A “lift and shift” of two key Health and Social Care Information Centre services, moving them in-house, will give the organisation greater control over their functionality, it has said.

The HSCIC’s Care Identity Service and Secondary Uses Service are both this week being transferred from their expiring service contract with BT to one that the HSCIC manages and controls.

The Care ID Service, currently known as the Identity Access Management Service, enables any organisation that uses Spine services to authenticate a care professional’s identity using Smartcards and allow them to refer patients, book appointments, and upload and review clinical information.

SUS was set up as part of the National Programme for IT in the NHS to provide data for planning, commissioning, management, research and audit, and it supports Payment by Results.

The Care Identity Service transfer will start today and be finished by Tuesday, while the SUS changeover will run from tomorrow until 3 March.

Rob Shaw, HSCIC’s director of operations and assurance services, said there will be only a short outage to the Care ID Service at 7.30pm on Saturday for a maximum of 15 minutes, preventing user access during that period.

☆ ☆ ☆ ☆ ☆

* Directions *
1 - Translate this sentence from the article on the HSCIC service transfer into Spanish: "The Care Identity Service transfer will start today and be finished by Tuesday, while the SUS changeover will run from tomorrow until 3 March."
2 - Write the next few sentences of the article on the HSCIC service transfer, picking up after its last sentence.

* Data shown *

☆ ☆ ☆ ☆ ☆

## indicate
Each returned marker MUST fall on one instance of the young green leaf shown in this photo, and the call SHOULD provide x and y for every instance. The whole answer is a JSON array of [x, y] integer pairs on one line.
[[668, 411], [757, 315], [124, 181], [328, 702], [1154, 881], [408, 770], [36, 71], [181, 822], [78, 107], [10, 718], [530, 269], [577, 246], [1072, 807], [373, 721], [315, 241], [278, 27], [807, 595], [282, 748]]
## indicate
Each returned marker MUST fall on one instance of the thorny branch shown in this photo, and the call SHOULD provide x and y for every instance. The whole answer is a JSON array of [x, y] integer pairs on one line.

☆ ☆ ☆ ☆ ☆

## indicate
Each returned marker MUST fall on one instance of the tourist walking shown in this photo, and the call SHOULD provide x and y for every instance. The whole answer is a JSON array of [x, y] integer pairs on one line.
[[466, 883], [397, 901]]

☆ ☆ ☆ ☆ ☆

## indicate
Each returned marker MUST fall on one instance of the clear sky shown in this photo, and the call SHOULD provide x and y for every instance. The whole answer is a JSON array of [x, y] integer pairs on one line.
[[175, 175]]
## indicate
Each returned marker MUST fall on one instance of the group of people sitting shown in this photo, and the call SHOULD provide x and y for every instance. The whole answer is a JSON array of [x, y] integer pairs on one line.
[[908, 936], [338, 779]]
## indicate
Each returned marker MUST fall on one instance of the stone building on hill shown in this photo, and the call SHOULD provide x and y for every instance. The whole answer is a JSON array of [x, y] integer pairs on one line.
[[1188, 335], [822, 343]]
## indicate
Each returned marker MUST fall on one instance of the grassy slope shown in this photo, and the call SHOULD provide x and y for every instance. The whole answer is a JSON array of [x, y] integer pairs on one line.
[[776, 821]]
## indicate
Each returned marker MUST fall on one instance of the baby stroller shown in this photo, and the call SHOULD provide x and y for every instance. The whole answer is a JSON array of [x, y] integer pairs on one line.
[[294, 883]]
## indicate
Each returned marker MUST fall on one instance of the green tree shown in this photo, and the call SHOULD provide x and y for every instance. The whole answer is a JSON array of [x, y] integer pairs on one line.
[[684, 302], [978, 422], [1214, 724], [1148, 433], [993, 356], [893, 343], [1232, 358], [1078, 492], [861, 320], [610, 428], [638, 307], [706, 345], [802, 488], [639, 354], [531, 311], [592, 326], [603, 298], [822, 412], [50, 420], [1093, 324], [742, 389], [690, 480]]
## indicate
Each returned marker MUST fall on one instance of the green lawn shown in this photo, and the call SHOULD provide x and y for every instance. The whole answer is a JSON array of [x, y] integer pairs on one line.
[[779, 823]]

☆ ☆ ☆ ☆ ☆

* Activity answers *
1 - La transferencia del Care Identity Service comenzará hoy y estará terminada el martes, mientras que el cambio del SUS se llevará a cabo desde mañana hasta el 3 de marzo.

2 -
“We’ve cut down the impact on users to a bare minimum… [because] we need to provide the service for as long as possible and not have it down for a full weekend.”

Shaw said SUS will be unavailable for the duration of the transition, due to the need to migrate 80 terabytes of data from BT to the HSCIC’s own data warehouse.

The date of the SUS changeover was chosen to minimise impact on service users, taking place after the deadline for trusts to submit their monthly activity data.

“There’s never a good time to take the systems down, but we wanted what would be the date with the least impact for us to transfer it out.”

Shaw said moving the services in-house will “open up opportunities” for the HSCIC to improve them and add functionality.

“When we were with BT, obviously the cost and time and pace of the changes were restricted, but we’ll now have some opportunities to be more proactive to the needs and concerns of systems users.”

Shaw said the transfer will largely be a “lift and shift” of existing services with minimal changes to begin with, although there will be an upgrade of the Oracle database and some interface changes.

“Our definition of success is that we migrate away from the existing supplier and the impact on our customers is minimal – the timescales for implementing some [new functionality] will depend on whether we have any issues around the go-live.”

Matt Gaffney, a technical delivery manager at HSCIC, said the organisation has done several “dress rehearsals” for the SUS changeover, with BT to process all final exchanges from trusts over the course of the weekend.